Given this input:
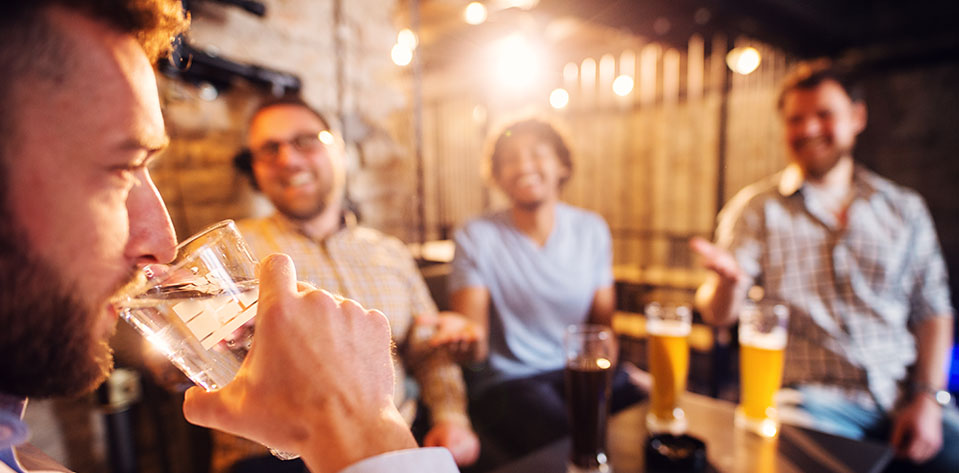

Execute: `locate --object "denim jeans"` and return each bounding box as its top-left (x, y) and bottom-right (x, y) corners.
top-left (782, 384), bottom-right (959, 473)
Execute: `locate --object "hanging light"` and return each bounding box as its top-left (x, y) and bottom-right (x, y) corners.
top-left (464, 2), bottom-right (488, 25)
top-left (726, 46), bottom-right (762, 75)
top-left (549, 88), bottom-right (569, 109)
top-left (397, 28), bottom-right (418, 50)
top-left (612, 75), bottom-right (634, 96)
top-left (491, 34), bottom-right (542, 91)
top-left (391, 43), bottom-right (413, 66)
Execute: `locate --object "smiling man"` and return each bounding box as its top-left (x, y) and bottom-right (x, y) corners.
top-left (222, 97), bottom-right (480, 471)
top-left (692, 62), bottom-right (958, 472)
top-left (0, 1), bottom-right (456, 472)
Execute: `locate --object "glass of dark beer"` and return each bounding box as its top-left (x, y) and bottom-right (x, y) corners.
top-left (564, 324), bottom-right (616, 473)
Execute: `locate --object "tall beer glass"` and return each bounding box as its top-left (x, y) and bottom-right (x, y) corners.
top-left (736, 301), bottom-right (789, 438)
top-left (564, 324), bottom-right (616, 473)
top-left (645, 303), bottom-right (691, 434)
top-left (114, 220), bottom-right (296, 459)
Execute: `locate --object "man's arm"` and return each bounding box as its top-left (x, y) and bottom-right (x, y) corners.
top-left (588, 285), bottom-right (616, 327)
top-left (890, 314), bottom-right (954, 463)
top-left (181, 255), bottom-right (431, 473)
top-left (407, 340), bottom-right (480, 466)
top-left (691, 237), bottom-right (751, 327)
top-left (450, 287), bottom-right (491, 363)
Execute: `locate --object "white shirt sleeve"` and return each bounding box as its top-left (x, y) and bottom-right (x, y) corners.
top-left (338, 447), bottom-right (458, 473)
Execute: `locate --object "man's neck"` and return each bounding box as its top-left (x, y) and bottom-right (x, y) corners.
top-left (293, 200), bottom-right (343, 241)
top-left (805, 155), bottom-right (855, 205)
top-left (510, 201), bottom-right (557, 246)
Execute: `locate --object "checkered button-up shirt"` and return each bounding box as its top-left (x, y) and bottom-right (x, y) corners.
top-left (716, 164), bottom-right (954, 411)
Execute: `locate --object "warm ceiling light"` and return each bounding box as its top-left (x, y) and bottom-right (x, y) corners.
top-left (492, 34), bottom-right (541, 90)
top-left (464, 2), bottom-right (488, 25)
top-left (391, 43), bottom-right (413, 66)
top-left (726, 46), bottom-right (761, 75)
top-left (397, 28), bottom-right (417, 50)
top-left (612, 74), bottom-right (634, 96)
top-left (549, 88), bottom-right (569, 109)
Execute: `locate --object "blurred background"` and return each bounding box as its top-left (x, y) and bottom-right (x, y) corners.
top-left (25, 0), bottom-right (959, 471)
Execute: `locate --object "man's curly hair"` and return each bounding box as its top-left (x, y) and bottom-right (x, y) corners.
top-left (0, 0), bottom-right (188, 63)
top-left (0, 0), bottom-right (188, 212)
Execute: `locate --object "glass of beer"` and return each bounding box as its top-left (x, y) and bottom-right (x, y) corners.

★ ★ ★ ★ ★ ★ ★

Work order:
Your task is to repeat the material above exactly, without its pictures.

Exercise result:
Given this input:

Execute: `locate --object "denim jeans"` and return each bounding box as its top-left (x, y) and bottom-right (x, y) corners.
top-left (782, 384), bottom-right (959, 473)
Execute: `locate --object "hanging light"` and return each bounding box as its top-left (x, y) and bottom-right (x, y) corners.
top-left (464, 2), bottom-right (488, 25)
top-left (726, 46), bottom-right (762, 75)
top-left (549, 88), bottom-right (569, 109)
top-left (397, 28), bottom-right (418, 50)
top-left (612, 75), bottom-right (634, 96)
top-left (491, 34), bottom-right (542, 91)
top-left (391, 43), bottom-right (413, 66)
Execute: `locate --object "smiling man"` and return each bounding box as its top-left (x, y) and bottom-right (x, y) corners.
top-left (222, 97), bottom-right (480, 471)
top-left (692, 62), bottom-right (958, 472)
top-left (0, 1), bottom-right (456, 472)
Execute: `locate --object "glass of dark beer"` and return each bounding box as its top-left (x, y) and bottom-right (x, y) corners.
top-left (564, 324), bottom-right (616, 473)
Execute: `locate --object "tall beer glass"` and return each bounding box as its top-left (x, y) and bottom-right (x, y) corners.
top-left (736, 301), bottom-right (789, 438)
top-left (564, 324), bottom-right (616, 473)
top-left (645, 303), bottom-right (691, 434)
top-left (114, 220), bottom-right (296, 459)
Execute: `locate --object "man's arm"` and return each bounding box as its top-left (x, y) and bottom-right (x, y) corners.
top-left (588, 285), bottom-right (616, 327)
top-left (890, 314), bottom-right (954, 463)
top-left (181, 255), bottom-right (431, 473)
top-left (407, 340), bottom-right (480, 466)
top-left (691, 237), bottom-right (751, 327)
top-left (450, 287), bottom-right (491, 363)
Execute: `locate --object "white shirt sleeve"` and return each bounding box as its top-left (x, y) and bottom-right (x, y) corners.
top-left (338, 447), bottom-right (458, 473)
Execute: `locate --object "man's neck"` and return each bounding box as its top-left (x, y) and bottom-right (x, y) corners.
top-left (293, 200), bottom-right (343, 241)
top-left (805, 155), bottom-right (855, 205)
top-left (510, 201), bottom-right (557, 246)
Execute: `locate --object "checkered button-up shirt"` and return each bounding box as its top-left (x, y) and bottom-right (x, y) corners.
top-left (716, 164), bottom-right (954, 411)
Execute: `locate --object "warm ceiling light"` and return each bounding box as its top-left (x, y) and bottom-right (x, y) corners.
top-left (492, 34), bottom-right (541, 90)
top-left (464, 2), bottom-right (488, 25)
top-left (391, 43), bottom-right (413, 66)
top-left (726, 46), bottom-right (761, 75)
top-left (397, 28), bottom-right (417, 50)
top-left (612, 74), bottom-right (634, 96)
top-left (549, 88), bottom-right (569, 109)
Execute: `locate --object "blurred background"` and return each bounding box as its top-left (x, y) and bottom-right (x, y) corners.
top-left (25, 0), bottom-right (959, 471)
Execute: `locate --object "man's curly hair"` and return each bounding box as its top-left (x, y) and bottom-right (x, y) corners.
top-left (0, 0), bottom-right (188, 63)
top-left (0, 0), bottom-right (188, 212)
Execute: `locate --object "glass of beer"` and return each bounding box as its top-left (x, y) and bottom-right (x, y) corners.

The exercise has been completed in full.